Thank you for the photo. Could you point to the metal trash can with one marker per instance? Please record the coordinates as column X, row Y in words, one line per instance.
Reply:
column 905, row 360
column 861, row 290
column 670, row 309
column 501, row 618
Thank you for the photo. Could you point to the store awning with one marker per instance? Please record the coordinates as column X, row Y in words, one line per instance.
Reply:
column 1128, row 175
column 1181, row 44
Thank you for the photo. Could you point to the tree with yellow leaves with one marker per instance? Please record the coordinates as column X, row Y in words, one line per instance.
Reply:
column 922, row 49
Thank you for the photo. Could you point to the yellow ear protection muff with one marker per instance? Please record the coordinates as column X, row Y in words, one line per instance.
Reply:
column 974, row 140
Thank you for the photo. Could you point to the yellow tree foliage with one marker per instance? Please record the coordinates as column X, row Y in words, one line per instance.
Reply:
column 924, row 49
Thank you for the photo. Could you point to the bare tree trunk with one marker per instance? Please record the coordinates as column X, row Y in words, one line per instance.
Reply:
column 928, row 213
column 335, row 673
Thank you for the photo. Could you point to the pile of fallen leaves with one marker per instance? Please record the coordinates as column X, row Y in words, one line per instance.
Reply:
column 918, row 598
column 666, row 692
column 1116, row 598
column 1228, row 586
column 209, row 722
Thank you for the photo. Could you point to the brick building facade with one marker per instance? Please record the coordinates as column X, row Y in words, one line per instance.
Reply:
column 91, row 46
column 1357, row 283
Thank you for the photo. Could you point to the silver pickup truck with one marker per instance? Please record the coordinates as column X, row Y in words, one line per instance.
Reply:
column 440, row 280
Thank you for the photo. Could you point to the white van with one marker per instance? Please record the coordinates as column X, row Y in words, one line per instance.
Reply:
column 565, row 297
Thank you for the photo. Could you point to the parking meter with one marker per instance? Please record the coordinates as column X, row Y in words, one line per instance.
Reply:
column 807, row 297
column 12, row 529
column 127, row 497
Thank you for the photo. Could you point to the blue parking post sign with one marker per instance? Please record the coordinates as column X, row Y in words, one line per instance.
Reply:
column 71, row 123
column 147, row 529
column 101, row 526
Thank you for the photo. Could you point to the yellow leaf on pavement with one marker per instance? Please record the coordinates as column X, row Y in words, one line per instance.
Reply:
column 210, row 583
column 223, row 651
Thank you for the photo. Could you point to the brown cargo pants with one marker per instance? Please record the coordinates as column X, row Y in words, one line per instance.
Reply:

_Task prompt_. Whichever lines of the data include the word "parking", pull them out.

_Exercise answer_.
Thank you for the photo. Could you point to the parking meter with one marker per instance? Please record the coordinates as column X, row Y in words, one line per instance.
Thank you for the photo. Could you point to the blue parking post sign with one marker per instance? Please record the coordinates as column X, row Y in words, one line per instance.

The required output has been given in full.